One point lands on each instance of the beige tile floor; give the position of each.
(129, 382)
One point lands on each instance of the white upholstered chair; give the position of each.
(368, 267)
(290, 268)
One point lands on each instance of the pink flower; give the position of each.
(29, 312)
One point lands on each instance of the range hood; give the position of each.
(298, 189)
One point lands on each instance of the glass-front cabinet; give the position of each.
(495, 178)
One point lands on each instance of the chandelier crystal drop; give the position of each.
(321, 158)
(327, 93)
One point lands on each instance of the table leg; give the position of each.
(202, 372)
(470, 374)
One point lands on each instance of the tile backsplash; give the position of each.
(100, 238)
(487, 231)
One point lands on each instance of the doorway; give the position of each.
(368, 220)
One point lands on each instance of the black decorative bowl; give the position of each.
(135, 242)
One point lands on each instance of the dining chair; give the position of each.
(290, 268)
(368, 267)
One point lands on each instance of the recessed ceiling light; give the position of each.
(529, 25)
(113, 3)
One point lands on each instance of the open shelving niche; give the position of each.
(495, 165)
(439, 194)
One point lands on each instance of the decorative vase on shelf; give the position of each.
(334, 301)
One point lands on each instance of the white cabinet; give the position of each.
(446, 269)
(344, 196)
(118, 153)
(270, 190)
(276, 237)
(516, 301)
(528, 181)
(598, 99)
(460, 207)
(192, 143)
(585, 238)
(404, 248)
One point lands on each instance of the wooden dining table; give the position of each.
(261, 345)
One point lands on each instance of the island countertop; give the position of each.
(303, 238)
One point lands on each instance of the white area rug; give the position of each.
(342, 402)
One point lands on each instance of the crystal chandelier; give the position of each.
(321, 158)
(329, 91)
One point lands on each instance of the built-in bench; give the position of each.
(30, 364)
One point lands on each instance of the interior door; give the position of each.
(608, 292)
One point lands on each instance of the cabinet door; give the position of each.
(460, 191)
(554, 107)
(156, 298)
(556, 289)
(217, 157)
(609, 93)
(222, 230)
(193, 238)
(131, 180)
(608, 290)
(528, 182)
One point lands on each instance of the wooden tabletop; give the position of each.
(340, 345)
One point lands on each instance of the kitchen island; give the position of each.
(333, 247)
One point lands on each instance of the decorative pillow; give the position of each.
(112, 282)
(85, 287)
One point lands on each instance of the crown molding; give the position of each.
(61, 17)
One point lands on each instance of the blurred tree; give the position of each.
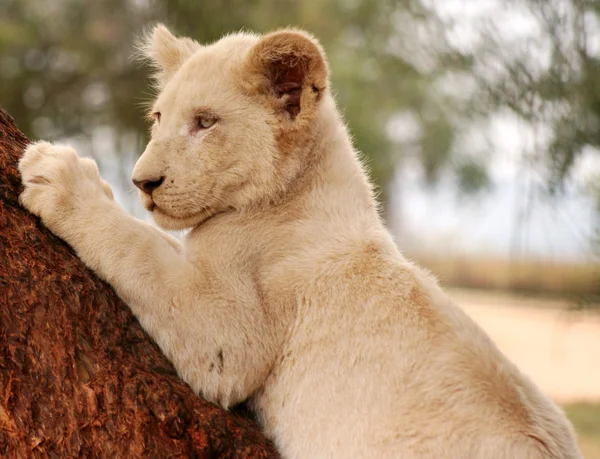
(551, 80)
(65, 67)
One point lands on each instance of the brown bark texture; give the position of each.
(78, 375)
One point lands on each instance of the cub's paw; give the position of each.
(58, 183)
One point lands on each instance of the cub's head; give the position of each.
(233, 123)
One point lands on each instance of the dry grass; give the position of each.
(562, 278)
(586, 420)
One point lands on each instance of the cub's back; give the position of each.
(380, 355)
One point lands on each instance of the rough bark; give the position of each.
(78, 375)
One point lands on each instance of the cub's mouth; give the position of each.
(162, 215)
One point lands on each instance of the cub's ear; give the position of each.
(290, 66)
(165, 52)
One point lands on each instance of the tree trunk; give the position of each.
(78, 375)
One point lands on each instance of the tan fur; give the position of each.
(288, 291)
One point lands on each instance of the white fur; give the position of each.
(288, 290)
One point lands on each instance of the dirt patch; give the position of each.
(559, 350)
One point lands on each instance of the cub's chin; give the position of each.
(168, 222)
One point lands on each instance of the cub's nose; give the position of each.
(148, 186)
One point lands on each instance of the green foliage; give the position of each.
(66, 70)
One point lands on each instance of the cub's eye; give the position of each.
(204, 122)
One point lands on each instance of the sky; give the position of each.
(515, 217)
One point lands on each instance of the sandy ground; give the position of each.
(560, 351)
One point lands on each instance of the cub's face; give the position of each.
(231, 123)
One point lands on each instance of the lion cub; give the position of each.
(288, 290)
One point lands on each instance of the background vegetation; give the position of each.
(419, 83)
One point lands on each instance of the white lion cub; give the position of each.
(288, 291)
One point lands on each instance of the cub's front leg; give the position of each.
(216, 335)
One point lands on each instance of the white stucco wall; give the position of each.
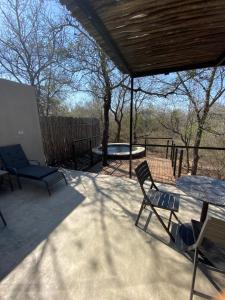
(19, 121)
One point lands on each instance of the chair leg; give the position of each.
(3, 219)
(48, 188)
(194, 274)
(148, 220)
(175, 216)
(163, 224)
(140, 212)
(65, 179)
(170, 218)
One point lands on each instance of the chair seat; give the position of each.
(36, 172)
(212, 253)
(164, 200)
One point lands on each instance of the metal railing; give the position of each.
(174, 152)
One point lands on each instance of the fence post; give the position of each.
(180, 162)
(145, 147)
(175, 162)
(167, 148)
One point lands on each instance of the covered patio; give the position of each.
(81, 243)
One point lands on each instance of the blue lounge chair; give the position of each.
(15, 161)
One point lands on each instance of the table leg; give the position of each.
(205, 206)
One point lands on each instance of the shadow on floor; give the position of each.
(31, 216)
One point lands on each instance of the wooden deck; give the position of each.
(160, 167)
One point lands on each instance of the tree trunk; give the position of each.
(105, 135)
(117, 138)
(187, 158)
(196, 150)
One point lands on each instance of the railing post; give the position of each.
(74, 156)
(175, 162)
(91, 154)
(171, 152)
(145, 147)
(167, 148)
(180, 162)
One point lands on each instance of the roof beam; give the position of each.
(219, 61)
(92, 16)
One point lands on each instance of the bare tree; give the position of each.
(202, 88)
(180, 123)
(117, 108)
(34, 49)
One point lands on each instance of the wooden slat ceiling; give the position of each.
(145, 37)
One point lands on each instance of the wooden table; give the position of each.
(5, 175)
(206, 189)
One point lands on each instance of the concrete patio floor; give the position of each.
(81, 243)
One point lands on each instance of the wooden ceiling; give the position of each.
(146, 37)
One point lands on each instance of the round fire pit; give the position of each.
(121, 151)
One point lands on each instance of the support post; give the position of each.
(91, 154)
(131, 125)
(171, 152)
(145, 147)
(167, 148)
(175, 162)
(180, 162)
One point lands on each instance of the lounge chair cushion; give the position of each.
(36, 172)
(13, 157)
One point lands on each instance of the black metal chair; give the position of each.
(156, 199)
(209, 247)
(15, 161)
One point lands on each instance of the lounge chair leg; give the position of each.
(140, 211)
(194, 274)
(3, 219)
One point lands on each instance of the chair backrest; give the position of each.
(13, 156)
(143, 173)
(213, 229)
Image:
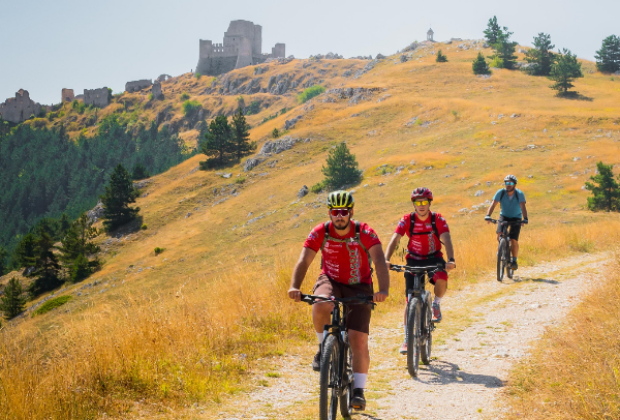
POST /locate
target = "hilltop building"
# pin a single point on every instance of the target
(242, 47)
(19, 108)
(429, 35)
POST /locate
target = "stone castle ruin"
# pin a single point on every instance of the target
(97, 97)
(138, 85)
(19, 108)
(242, 47)
(67, 95)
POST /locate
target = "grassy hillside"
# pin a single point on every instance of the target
(187, 324)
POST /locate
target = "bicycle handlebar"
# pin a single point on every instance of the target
(361, 299)
(416, 270)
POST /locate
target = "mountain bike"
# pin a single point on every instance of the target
(420, 325)
(336, 376)
(503, 250)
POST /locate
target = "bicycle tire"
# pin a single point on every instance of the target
(500, 263)
(413, 337)
(328, 401)
(427, 343)
(347, 392)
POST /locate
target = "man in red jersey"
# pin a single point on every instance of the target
(347, 248)
(426, 231)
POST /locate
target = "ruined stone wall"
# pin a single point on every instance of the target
(279, 51)
(137, 85)
(97, 97)
(67, 95)
(19, 108)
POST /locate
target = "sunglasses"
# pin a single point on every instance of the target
(339, 212)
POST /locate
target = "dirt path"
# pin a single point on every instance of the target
(486, 328)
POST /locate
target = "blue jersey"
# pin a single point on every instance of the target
(511, 206)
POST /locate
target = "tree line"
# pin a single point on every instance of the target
(45, 174)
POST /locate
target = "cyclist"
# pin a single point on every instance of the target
(513, 209)
(348, 248)
(426, 231)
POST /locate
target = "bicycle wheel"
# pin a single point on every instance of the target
(509, 271)
(500, 259)
(328, 399)
(413, 336)
(427, 340)
(347, 393)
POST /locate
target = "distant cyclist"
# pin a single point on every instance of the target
(348, 247)
(512, 201)
(426, 231)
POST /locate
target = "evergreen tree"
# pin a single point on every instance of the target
(441, 58)
(541, 56)
(77, 247)
(241, 136)
(218, 144)
(341, 169)
(605, 189)
(13, 300)
(480, 65)
(140, 172)
(24, 252)
(564, 71)
(608, 57)
(3, 262)
(493, 30)
(505, 50)
(46, 268)
(119, 193)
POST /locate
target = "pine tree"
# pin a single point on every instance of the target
(218, 144)
(505, 49)
(13, 300)
(493, 30)
(480, 65)
(608, 57)
(605, 189)
(341, 169)
(140, 172)
(541, 56)
(77, 247)
(441, 58)
(45, 262)
(241, 136)
(119, 193)
(564, 71)
(3, 263)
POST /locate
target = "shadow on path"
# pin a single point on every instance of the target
(440, 372)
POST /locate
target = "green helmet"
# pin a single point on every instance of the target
(340, 200)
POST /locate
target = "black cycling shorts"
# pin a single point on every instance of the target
(513, 230)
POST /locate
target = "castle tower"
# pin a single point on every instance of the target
(429, 35)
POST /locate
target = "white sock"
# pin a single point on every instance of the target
(359, 380)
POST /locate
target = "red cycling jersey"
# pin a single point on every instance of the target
(422, 247)
(345, 263)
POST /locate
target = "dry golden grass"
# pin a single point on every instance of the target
(574, 371)
(138, 340)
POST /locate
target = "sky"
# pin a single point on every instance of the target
(82, 44)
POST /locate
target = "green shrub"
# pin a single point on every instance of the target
(52, 304)
(317, 188)
(191, 107)
(310, 93)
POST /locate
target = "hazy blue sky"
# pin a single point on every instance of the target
(51, 44)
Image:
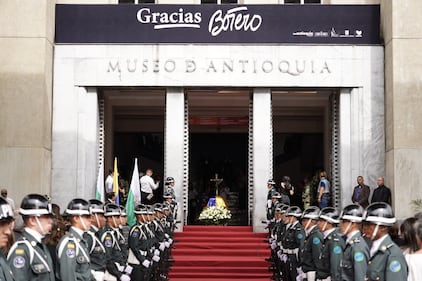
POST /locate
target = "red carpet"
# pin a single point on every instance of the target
(219, 253)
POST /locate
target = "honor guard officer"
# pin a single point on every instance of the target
(356, 254)
(328, 266)
(6, 230)
(72, 251)
(386, 259)
(124, 230)
(312, 245)
(292, 242)
(139, 246)
(117, 269)
(29, 258)
(96, 249)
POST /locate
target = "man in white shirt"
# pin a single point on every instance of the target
(148, 185)
(109, 182)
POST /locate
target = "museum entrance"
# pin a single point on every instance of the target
(218, 149)
(219, 141)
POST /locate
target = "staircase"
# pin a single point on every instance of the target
(219, 253)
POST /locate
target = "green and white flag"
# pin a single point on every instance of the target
(134, 196)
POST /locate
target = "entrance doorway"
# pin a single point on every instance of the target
(223, 156)
(218, 146)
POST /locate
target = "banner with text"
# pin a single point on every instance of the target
(217, 24)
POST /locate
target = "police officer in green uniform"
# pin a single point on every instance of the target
(292, 243)
(29, 258)
(356, 254)
(96, 249)
(117, 269)
(139, 246)
(6, 230)
(72, 251)
(271, 191)
(328, 265)
(275, 240)
(312, 246)
(386, 261)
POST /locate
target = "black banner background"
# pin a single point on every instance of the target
(312, 24)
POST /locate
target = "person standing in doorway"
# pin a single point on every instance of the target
(109, 181)
(148, 185)
(9, 200)
(381, 193)
(361, 193)
(324, 191)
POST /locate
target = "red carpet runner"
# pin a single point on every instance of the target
(220, 253)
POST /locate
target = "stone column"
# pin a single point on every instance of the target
(400, 25)
(75, 143)
(26, 73)
(174, 146)
(262, 154)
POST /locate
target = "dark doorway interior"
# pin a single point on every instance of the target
(148, 148)
(299, 156)
(227, 156)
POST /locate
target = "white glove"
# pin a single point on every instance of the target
(156, 258)
(119, 267)
(146, 263)
(300, 274)
(128, 269)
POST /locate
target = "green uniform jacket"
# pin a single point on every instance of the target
(311, 250)
(30, 260)
(96, 250)
(330, 258)
(73, 256)
(355, 259)
(388, 263)
(5, 272)
(114, 253)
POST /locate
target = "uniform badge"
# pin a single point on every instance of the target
(39, 268)
(70, 253)
(394, 266)
(19, 262)
(358, 257)
(337, 250)
(19, 252)
(108, 242)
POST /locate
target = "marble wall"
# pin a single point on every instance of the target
(357, 71)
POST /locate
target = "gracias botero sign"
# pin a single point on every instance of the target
(211, 24)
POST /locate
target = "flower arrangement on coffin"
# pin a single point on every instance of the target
(215, 215)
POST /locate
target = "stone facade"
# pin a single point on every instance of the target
(27, 133)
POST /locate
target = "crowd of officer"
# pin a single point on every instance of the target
(97, 246)
(325, 244)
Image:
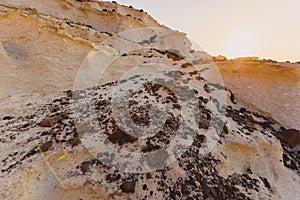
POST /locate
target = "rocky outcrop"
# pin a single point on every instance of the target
(89, 111)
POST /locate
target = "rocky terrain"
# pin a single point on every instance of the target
(100, 101)
(265, 86)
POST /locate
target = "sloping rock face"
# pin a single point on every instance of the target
(142, 115)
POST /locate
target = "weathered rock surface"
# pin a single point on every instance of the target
(49, 139)
(265, 86)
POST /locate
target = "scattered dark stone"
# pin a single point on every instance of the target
(49, 122)
(128, 186)
(206, 88)
(224, 130)
(8, 118)
(120, 137)
(186, 65)
(74, 141)
(144, 187)
(184, 189)
(291, 137)
(85, 166)
(46, 146)
(112, 177)
(266, 183)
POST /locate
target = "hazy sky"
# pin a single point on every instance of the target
(234, 28)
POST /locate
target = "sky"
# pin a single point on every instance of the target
(233, 28)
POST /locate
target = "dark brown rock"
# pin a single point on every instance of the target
(291, 137)
(46, 146)
(128, 186)
(49, 122)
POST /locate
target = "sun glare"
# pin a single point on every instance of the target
(241, 43)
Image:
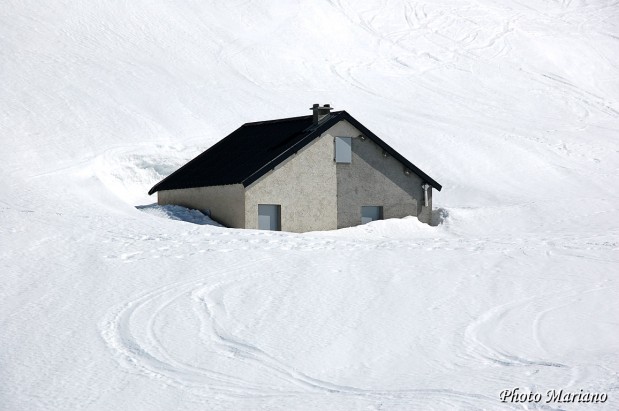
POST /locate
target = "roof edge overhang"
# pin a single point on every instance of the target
(314, 131)
(392, 152)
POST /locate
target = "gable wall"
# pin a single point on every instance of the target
(225, 203)
(305, 187)
(373, 180)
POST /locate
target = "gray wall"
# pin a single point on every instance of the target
(373, 180)
(305, 187)
(226, 203)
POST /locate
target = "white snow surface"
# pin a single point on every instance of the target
(512, 106)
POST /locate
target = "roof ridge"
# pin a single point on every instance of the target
(278, 120)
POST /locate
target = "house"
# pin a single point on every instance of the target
(318, 172)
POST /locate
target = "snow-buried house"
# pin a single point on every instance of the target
(317, 172)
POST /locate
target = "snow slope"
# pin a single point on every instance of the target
(512, 106)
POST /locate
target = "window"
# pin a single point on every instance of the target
(343, 151)
(371, 213)
(269, 217)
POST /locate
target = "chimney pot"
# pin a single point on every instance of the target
(319, 113)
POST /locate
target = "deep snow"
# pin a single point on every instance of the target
(512, 106)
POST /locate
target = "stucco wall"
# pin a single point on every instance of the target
(225, 203)
(374, 180)
(305, 187)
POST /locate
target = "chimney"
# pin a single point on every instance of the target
(320, 112)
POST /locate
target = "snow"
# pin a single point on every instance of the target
(513, 107)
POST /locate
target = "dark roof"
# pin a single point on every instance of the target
(254, 149)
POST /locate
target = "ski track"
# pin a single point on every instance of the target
(129, 331)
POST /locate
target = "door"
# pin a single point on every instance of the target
(269, 217)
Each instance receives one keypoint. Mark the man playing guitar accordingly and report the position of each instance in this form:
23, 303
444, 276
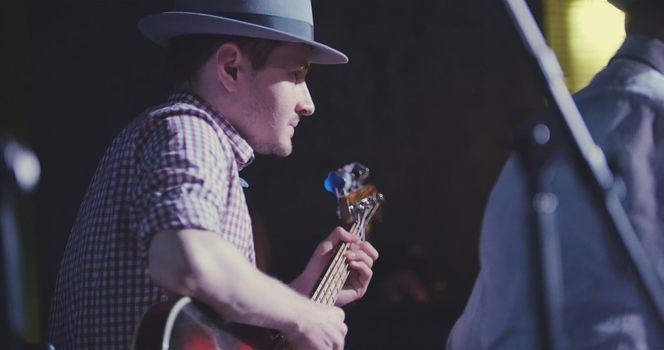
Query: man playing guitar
165, 212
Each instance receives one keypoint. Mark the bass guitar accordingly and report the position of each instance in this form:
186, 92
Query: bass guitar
186, 324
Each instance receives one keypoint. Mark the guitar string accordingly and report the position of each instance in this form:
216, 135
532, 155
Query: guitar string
334, 265
324, 281
340, 274
337, 275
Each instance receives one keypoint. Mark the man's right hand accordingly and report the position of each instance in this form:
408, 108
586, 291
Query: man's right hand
319, 327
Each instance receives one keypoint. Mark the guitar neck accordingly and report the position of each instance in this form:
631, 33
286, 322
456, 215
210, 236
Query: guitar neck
334, 278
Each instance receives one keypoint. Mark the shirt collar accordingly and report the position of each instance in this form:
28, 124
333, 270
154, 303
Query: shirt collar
644, 49
243, 152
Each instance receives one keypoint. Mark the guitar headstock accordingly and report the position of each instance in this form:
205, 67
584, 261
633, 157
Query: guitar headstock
357, 203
^^^^
§ **Your objective**
State the number of lines in these entries that include the string "rocky". Provide nothing beyond that number.

§ **Solution to this task**
2